| WHAT YOU ARE ASKED TO DO |
Keep every line of the data below that has the string "ground" and present those lines.

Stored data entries
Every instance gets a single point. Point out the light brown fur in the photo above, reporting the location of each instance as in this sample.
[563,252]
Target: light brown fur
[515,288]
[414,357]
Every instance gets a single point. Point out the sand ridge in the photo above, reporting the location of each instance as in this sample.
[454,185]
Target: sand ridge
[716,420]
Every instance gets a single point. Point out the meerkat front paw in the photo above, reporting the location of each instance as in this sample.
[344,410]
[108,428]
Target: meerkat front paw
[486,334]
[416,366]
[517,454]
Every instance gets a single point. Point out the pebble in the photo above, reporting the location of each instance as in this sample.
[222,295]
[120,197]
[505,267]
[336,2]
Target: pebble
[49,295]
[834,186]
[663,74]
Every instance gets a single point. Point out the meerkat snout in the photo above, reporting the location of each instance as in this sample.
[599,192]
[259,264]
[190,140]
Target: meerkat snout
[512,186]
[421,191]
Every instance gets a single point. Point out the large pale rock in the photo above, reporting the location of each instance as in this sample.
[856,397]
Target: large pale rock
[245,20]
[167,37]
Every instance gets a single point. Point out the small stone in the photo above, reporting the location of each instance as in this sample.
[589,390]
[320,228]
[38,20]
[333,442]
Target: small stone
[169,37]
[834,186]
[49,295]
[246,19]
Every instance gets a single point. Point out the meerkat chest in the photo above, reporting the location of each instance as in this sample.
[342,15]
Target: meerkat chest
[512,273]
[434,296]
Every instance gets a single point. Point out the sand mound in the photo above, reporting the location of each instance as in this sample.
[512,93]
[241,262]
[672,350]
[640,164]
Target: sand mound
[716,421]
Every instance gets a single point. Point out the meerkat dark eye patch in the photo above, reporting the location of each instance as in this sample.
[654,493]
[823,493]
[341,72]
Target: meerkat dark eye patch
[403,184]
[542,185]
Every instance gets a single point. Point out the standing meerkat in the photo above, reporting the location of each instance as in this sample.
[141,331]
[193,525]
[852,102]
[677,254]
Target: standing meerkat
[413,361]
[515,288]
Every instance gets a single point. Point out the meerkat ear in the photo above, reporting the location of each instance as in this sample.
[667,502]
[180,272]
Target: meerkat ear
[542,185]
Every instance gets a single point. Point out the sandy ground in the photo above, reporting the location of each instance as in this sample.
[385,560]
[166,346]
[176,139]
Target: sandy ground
...
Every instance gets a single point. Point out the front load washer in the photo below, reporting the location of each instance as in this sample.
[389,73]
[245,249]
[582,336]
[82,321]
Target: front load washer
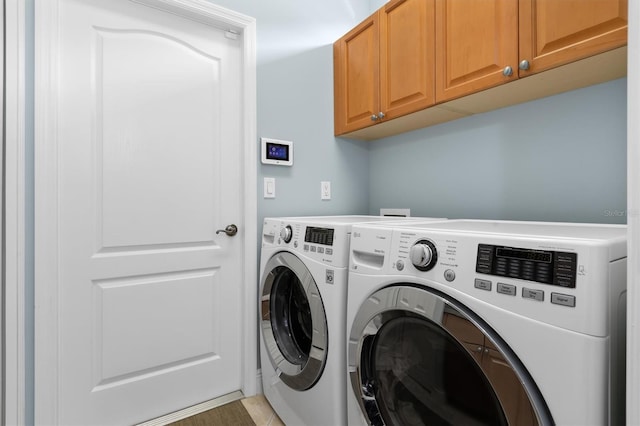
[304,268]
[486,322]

| REPLY TO THE TASK |
Every instance gets a single point. Point out the sandy ground in the photo above, reporting the location of each instance as in this sample.
Target: sandy ground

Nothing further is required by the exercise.